At the start of the follicular phase, high serum FSH concentrations stimulate the development and proliferation of the granulosa cells of the small antral follicles, resulting in a steady increase in GnSAF biosynthesis.[14] The relatively high GnSAF bioactivity dampens the response of the pituitary gland to GnRH by antagonising the sensitising effects of estradiol on the pituitary gland.[22][25] The GnRH pulse, in the presence of GnSAF, is not frequent or potent enough to stimulate LH secretion from the anterior pituitary above basal levels.[26]

Diagram of the hormones released by the hypothalamic-pituitary-ovarian axis during the early and late follicular phase of the human ovarian cycle. Broken lines represent absence of action and size of the arrows indicates relative concentrations of the hormone.

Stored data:

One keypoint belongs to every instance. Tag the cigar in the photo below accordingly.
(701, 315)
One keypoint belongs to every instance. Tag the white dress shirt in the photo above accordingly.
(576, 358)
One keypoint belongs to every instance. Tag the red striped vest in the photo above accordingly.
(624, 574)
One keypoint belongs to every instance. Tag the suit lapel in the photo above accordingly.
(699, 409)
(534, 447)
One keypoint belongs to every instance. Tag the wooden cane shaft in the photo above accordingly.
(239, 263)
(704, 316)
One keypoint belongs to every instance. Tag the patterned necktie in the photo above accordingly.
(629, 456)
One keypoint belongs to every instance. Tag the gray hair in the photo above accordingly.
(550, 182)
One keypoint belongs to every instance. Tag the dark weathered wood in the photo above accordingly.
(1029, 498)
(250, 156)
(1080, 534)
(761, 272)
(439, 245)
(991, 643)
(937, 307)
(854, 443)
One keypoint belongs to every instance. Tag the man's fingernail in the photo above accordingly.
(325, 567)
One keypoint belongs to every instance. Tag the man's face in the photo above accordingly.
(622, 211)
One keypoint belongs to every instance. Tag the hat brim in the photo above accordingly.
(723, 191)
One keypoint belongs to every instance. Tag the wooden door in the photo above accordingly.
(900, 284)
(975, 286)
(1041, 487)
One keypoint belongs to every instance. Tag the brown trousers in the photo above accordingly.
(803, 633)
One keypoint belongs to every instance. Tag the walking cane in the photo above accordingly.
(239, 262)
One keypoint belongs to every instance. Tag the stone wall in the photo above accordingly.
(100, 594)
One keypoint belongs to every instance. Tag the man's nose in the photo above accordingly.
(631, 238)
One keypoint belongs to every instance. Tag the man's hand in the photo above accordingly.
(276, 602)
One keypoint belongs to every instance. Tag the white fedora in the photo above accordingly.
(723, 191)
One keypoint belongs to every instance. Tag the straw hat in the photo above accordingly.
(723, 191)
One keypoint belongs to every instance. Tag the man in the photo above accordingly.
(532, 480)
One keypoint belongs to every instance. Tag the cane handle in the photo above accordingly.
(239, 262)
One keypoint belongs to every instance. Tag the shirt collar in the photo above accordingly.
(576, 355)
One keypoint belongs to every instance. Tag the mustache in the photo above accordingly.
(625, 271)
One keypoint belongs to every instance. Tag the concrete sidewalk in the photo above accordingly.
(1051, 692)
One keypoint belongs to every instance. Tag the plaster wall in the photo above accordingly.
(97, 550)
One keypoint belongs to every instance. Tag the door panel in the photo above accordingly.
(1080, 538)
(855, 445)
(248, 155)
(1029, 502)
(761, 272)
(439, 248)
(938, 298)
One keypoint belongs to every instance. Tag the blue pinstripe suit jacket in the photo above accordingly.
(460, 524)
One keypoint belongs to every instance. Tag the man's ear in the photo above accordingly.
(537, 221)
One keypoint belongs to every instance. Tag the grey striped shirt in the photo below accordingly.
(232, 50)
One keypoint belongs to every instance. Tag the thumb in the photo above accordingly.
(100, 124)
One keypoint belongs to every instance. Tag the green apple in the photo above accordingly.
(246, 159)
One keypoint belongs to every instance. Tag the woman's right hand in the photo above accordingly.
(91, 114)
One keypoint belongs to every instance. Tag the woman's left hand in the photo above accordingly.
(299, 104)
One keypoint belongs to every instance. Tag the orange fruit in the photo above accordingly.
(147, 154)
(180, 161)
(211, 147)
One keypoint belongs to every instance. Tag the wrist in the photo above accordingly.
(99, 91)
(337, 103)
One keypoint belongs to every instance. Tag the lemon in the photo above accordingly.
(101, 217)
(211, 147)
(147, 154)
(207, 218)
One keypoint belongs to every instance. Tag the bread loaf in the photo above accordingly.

What you will do:
Answer these questions from the follicular phase excerpt:
1. What stimulates the development and proliferation of the granulosa cells of the small antral follicles at the start of the follicular phase?
2. Whose sensitizing effects on the pituitary gland does GnSAF antagonize?
3. In the diagram, what do broken lines represent?

Task result:
1. High serum FSH concentrations.
2. Those of estradiol.
3. Absence of action.